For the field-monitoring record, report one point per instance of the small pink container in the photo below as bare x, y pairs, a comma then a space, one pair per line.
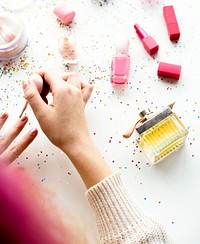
64, 14
169, 70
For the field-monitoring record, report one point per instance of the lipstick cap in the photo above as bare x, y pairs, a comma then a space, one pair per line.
169, 70
171, 23
150, 45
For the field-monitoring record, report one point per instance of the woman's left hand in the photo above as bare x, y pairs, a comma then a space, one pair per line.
9, 148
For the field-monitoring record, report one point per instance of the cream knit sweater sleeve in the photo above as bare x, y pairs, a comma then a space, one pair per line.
118, 218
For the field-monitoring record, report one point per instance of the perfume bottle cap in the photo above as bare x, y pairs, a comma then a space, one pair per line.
154, 119
122, 46
143, 113
64, 14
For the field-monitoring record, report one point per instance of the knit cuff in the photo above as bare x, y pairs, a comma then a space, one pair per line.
118, 217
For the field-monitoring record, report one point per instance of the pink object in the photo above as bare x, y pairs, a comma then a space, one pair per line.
64, 14
171, 23
120, 64
37, 79
6, 33
169, 70
148, 42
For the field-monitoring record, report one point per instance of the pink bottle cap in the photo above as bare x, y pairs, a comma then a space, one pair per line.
64, 14
169, 70
122, 46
====
__WORK ORDER__: Set the records down again word for word; the pictures stay out.

__RESULT__:
For the field-monitoring record, report one point per instance of the small pink container in the photo below as bare x, y pairs, a comma then a space, one pair per line.
64, 14
169, 70
For the field-monitoring record, report one point per instance of the lipstick cap in the photo above as bare x, y pairs, a comma then a space, one pair per line.
169, 70
171, 23
150, 45
For the field-monitoring record, report one point per instance of the woman's left hand in the photo above as bare x, y pairs, a comma then a space, one pair per line.
9, 148
For the field-monitoring record, report one point per instance of the cream knit sweater sleeve in the photo above as bare x, y pairs, a comma then a space, one pair per line.
118, 218
For the field-monitoring record, report one point per instance of the perfume bottle cap in the photo above as bare x, y pairs, a comma then a space, one pair per line.
154, 119
122, 46
143, 113
64, 14
For the field-monitoring record, report one point per instance of the knit cuff in the photo above as bare x, y pairs, a comma then a space, one pair per line.
118, 217
For the field-monitoring record, report one point per instance of the pink object in the photo above as bare x, y pairs, a comma then a space, one pair per line.
64, 14
171, 23
120, 64
37, 79
6, 33
169, 70
148, 42
For the field-monitoring record, report one point per instance of the pink bottle cap in the photo above as bare x, y pairs, a comma then a space, one pair per line.
64, 14
169, 70
122, 46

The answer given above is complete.